Task goal:
Arrange every line of the records below as a JSON list of strings, one string per line and no blank lines. Leave the pictures out.
** BEGIN Source material **
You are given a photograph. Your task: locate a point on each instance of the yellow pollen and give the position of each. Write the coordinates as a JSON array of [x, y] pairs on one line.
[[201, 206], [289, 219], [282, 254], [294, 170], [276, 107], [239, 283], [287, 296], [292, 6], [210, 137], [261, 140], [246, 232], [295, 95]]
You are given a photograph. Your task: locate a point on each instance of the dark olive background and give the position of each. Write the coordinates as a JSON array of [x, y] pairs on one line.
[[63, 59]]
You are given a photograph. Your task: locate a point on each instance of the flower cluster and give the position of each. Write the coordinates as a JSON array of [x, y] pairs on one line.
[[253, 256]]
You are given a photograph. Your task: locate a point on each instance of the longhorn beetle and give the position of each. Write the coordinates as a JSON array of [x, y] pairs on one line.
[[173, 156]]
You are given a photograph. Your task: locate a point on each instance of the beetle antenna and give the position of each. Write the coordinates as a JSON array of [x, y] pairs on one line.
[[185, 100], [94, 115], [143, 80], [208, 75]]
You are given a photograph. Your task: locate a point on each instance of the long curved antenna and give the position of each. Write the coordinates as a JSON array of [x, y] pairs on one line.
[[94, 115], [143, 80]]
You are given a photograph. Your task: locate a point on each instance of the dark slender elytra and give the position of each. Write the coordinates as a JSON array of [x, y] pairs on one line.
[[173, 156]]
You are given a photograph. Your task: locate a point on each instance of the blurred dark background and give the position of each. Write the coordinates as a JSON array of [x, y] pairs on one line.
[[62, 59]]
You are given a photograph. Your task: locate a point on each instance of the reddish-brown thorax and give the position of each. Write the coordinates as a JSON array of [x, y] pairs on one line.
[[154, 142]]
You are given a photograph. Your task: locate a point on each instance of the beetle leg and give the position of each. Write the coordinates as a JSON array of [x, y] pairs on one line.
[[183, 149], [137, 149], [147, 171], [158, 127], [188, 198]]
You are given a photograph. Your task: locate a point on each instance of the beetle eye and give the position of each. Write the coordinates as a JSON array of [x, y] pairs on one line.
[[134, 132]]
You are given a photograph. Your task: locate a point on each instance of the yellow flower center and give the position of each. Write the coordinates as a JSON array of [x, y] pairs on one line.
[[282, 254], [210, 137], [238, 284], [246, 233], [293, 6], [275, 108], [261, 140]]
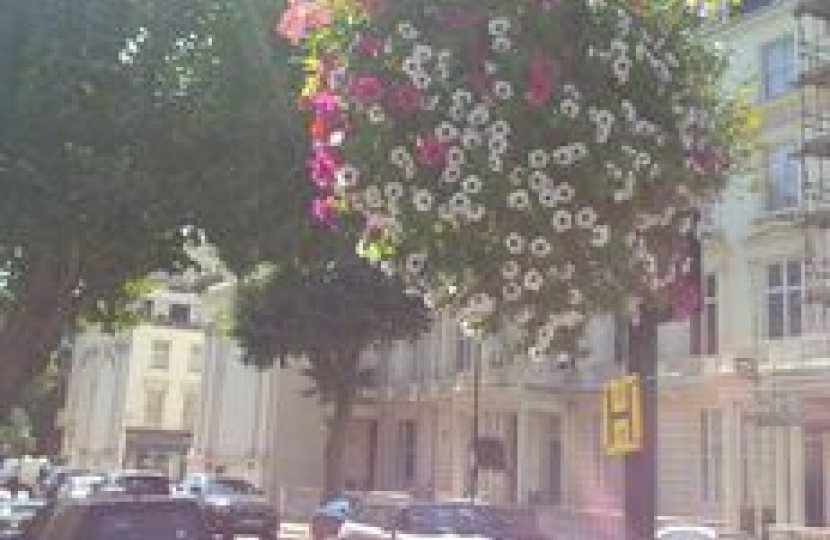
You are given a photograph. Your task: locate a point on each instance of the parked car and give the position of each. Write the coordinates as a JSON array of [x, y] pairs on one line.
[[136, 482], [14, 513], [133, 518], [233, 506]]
** END Source material **
Right answer:
[
  "You are given a photograph. Your task: locate a point on each instance of the yellow pollen and give the position of each. Write the coordinates as a JSON array of [x, y] pairs on one line.",
  "[[201, 206], [289, 219], [282, 254], [294, 170], [276, 107], [239, 283], [287, 296], [292, 6], [210, 137], [261, 140], [246, 232], [295, 95]]",
  "You are given a photograph. Your task: locate a point on each instance of the dark olive background and give the position of each. Write the coordinates as a JSON array of [x, y] pairs on one line.",
  "[[63, 59]]",
  "You are given a photograph. Your task: locate a point on each instance of the flower cluster and give the position of each. Write the coordinates as a JSON array of [x, y] pairs on one line.",
  "[[253, 256]]",
  "You are given a photograph. Your task: locate a point on each instance of the longhorn beetle and give the position of each. Write the coordinates as a JSON array of [x, y] pairs on one line.",
  "[[173, 156]]",
  "You are given a photograph. Your task: locate a point on each instance of the beetle antenna and give the position of each. Write the coordinates as a JSON array of [x, y] pairs on one line.",
  "[[185, 100], [94, 115], [143, 80], [208, 75]]",
  "You are given a photograph. Your task: locate a point on each instance of the long curved antenna and give the position of each. Write the coordinates as a JSON array of [x, y] pairs on one line.",
  "[[94, 115], [143, 80]]",
  "You are given a photograph. Your task: locate a point on each instance of the dark slender elytra and give the position of each. Write the coordinates as a JSON array of [x, y] pairs on one line.",
  "[[173, 156]]",
  "You are given a photograph. Your task: locate a point on each instance of the blurred dark background and give the position of each. Write the coordinates as a JSON array of [x, y] pairs on one line.",
  "[[62, 59]]",
  "You are given a photograph. Your task: locate a point on each instance of the reddish-brown thorax and give the position of each. Write the coordinates as a JSON array of [x, y] pairs on one line.",
  "[[154, 142]]",
  "You are given a photograph. Your task: locate a point on each instance of the beetle leg and give the position of each. Write the coordinates as a JSON array of [x, y] pairs on one line.",
  "[[183, 149], [137, 149], [147, 171], [158, 127], [188, 198]]",
  "You are given a photograph. Your task: locate a point on each instance of the beetle eye and give the position of each. Write the coordinates as a JSON array of [x, y] pairs on one line.",
  "[[134, 132]]",
  "You are given a photograph. Your task: locate a point on each instance of the yellow flower center and give the position of each. Write the coordinates as a JSON array of [x, y] pairs on one line.",
  "[[282, 254], [210, 137], [238, 284], [246, 233], [293, 6], [275, 108], [261, 140]]",
  "You are given a photograph. Your task: locate a point on each instance of the parked car and give the position of each. Write the coordinates as a JSON array of [x, y] pairs on one line.",
  "[[136, 482], [14, 513], [133, 518], [233, 506]]"
]